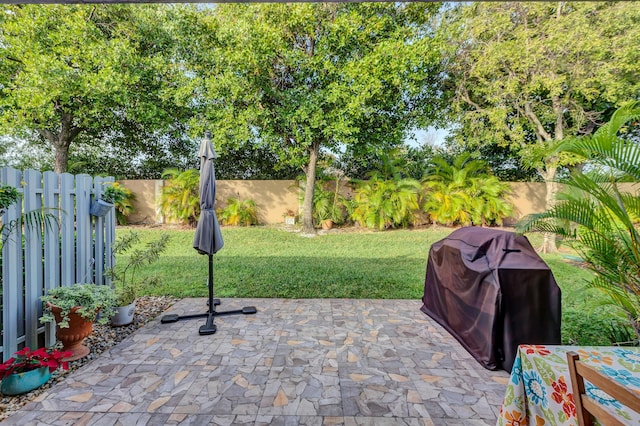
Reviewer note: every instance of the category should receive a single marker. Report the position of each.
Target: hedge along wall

...

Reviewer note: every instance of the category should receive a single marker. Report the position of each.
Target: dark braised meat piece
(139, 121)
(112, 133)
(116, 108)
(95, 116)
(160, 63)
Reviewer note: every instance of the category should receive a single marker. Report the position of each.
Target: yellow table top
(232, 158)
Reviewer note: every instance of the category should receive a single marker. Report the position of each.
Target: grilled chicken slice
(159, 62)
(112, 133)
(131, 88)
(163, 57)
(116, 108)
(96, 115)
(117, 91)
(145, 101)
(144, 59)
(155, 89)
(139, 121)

* * *

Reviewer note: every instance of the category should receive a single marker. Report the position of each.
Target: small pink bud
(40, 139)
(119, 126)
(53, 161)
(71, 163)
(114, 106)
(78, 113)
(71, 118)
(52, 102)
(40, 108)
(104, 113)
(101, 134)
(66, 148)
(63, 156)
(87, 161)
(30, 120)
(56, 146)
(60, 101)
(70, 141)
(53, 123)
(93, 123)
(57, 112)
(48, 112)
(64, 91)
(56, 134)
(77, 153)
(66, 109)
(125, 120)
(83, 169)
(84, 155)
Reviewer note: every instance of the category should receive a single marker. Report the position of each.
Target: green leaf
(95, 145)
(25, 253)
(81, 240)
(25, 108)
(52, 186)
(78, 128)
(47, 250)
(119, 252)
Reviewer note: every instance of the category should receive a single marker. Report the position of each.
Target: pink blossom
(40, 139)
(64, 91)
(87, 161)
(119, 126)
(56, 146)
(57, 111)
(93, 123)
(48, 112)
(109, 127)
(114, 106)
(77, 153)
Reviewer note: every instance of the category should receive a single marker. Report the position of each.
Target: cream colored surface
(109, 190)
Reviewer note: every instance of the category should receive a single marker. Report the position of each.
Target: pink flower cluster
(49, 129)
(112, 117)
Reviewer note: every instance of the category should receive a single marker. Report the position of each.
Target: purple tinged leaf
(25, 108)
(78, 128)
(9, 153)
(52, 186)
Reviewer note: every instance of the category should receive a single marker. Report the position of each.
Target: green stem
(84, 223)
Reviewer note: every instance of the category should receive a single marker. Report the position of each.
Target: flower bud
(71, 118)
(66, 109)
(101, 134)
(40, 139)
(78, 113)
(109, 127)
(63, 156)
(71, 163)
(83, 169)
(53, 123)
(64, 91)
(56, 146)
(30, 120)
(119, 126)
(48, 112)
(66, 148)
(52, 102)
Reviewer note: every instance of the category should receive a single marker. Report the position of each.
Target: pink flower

### Aim of the exercise
Show each line in the records above that contains the string "pink", copying the lines in full. Case counts.

### Final answer
Target: small pink bud
Target: pink blossom
Target: pink flower cluster
Target: pink flower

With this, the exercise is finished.